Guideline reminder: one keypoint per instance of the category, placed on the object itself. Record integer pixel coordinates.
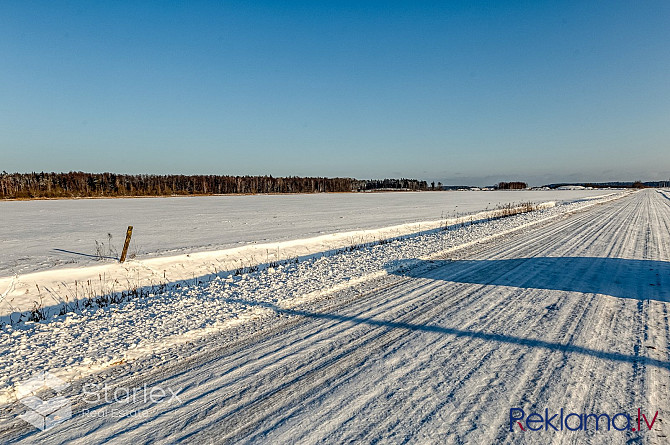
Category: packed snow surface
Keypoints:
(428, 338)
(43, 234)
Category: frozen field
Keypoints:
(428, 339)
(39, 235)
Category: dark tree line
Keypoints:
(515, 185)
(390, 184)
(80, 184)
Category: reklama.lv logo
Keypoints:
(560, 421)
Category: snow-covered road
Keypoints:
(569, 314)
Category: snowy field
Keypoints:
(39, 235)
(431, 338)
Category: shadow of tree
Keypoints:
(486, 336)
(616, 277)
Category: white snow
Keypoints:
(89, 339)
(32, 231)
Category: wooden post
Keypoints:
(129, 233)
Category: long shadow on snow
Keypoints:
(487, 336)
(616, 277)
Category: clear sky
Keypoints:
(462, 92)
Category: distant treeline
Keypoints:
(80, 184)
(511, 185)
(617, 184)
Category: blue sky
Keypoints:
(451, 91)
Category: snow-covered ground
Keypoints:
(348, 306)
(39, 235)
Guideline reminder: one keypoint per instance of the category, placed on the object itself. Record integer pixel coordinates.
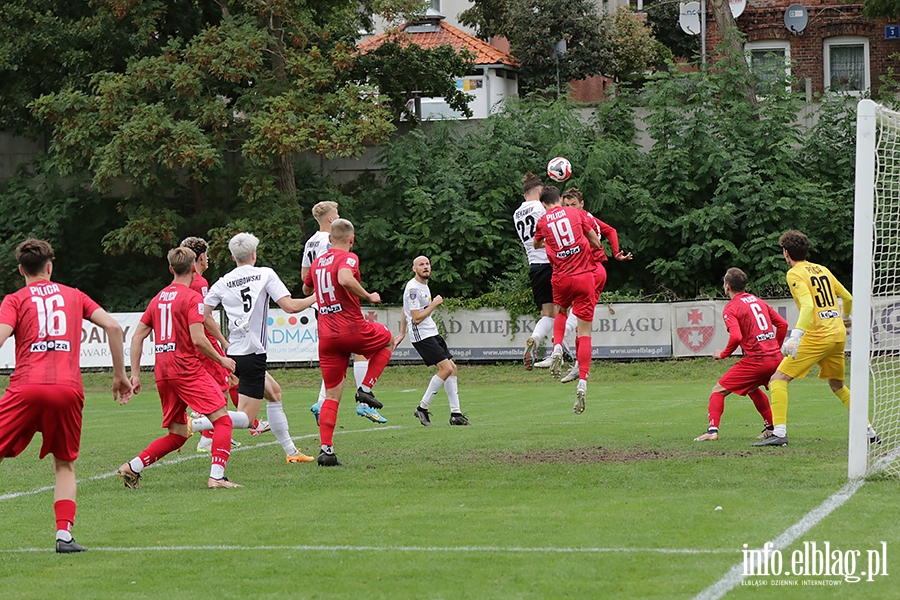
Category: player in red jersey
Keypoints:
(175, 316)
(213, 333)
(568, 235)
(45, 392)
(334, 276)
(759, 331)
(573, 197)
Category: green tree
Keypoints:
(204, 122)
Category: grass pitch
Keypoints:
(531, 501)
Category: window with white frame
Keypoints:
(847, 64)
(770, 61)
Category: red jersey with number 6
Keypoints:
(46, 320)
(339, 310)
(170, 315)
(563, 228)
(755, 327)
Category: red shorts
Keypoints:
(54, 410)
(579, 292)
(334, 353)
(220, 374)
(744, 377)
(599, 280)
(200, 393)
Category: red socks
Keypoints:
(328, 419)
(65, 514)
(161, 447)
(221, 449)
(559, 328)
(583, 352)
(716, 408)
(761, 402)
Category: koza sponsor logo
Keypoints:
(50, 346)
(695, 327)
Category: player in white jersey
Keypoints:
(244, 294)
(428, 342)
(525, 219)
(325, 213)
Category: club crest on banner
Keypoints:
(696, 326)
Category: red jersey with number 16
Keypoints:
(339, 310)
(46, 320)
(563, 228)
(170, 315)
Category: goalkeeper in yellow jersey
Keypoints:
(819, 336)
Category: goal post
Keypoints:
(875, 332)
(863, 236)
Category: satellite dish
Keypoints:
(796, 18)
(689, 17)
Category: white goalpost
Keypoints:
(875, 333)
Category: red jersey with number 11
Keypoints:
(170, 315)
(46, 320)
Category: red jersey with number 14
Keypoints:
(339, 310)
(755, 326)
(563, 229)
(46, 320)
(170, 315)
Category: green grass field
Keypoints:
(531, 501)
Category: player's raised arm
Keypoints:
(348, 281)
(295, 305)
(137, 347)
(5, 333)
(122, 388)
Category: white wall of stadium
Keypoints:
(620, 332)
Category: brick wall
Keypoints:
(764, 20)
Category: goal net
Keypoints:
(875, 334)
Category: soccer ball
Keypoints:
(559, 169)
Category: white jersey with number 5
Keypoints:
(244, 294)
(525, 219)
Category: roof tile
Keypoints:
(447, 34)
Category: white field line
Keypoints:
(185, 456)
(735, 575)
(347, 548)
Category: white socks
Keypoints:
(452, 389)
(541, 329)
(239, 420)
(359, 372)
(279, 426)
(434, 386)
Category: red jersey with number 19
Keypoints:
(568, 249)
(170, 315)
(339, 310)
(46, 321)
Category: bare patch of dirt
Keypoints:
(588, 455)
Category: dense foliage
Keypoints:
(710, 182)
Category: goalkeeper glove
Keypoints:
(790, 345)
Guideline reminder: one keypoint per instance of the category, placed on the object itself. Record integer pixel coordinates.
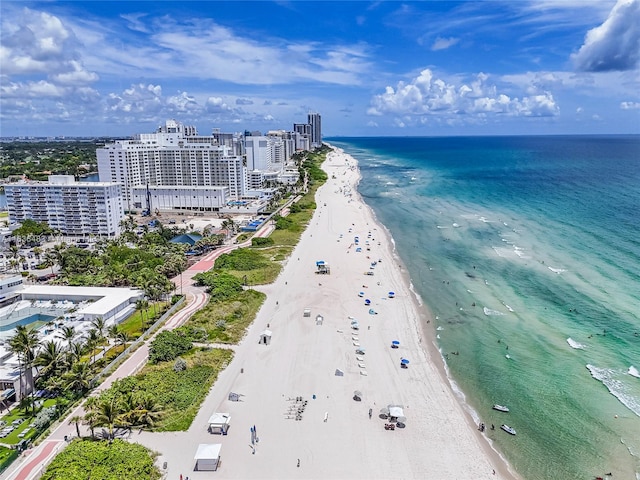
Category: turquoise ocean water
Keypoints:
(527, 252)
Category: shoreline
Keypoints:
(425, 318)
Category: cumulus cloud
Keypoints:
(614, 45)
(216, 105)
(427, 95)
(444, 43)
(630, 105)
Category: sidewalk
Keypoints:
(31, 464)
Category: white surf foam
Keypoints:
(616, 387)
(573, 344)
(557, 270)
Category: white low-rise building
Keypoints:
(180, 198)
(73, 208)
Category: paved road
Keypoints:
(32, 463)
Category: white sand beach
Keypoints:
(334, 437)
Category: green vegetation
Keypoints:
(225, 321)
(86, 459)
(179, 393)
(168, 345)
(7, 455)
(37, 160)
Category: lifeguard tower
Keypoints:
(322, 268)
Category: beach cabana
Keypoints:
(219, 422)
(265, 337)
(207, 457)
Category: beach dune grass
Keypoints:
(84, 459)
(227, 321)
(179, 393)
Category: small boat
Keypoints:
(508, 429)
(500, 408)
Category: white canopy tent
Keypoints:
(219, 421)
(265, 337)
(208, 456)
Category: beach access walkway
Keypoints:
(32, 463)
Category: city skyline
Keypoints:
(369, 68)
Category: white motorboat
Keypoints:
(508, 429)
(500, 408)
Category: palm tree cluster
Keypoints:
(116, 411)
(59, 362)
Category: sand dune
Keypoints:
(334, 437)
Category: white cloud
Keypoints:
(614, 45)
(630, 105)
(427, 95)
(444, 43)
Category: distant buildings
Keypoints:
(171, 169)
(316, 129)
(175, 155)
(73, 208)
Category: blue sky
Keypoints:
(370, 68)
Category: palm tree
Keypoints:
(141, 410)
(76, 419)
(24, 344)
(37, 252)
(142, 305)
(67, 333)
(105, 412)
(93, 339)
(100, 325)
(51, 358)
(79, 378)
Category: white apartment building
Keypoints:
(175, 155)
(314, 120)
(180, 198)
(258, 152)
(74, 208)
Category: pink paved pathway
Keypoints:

= = = =

What is required -
Write out exactly the lines from the line holding "Category: white motorboat" through the last line of the data, and nothing besides those lines.

Solution -
Category: white motorboat
Keypoints:
(508, 429)
(500, 408)
Category: palm tree cluster
Keypoints:
(116, 411)
(59, 362)
Category: sand dune
Keypoints:
(334, 437)
Category: white cloud
Keypoints:
(614, 45)
(630, 105)
(427, 95)
(444, 43)
Category: distant buildings
Keypoints:
(171, 169)
(316, 129)
(175, 155)
(73, 208)
Category: blue sky
Keypoints:
(370, 68)
Category: palm tree
Keypoints:
(141, 410)
(76, 419)
(24, 344)
(37, 252)
(142, 305)
(67, 333)
(105, 412)
(93, 339)
(100, 325)
(51, 358)
(79, 378)
Category: white apartment building
Keypoints:
(175, 155)
(314, 120)
(180, 198)
(258, 152)
(74, 208)
Category: pink paved pathway
Keypoints:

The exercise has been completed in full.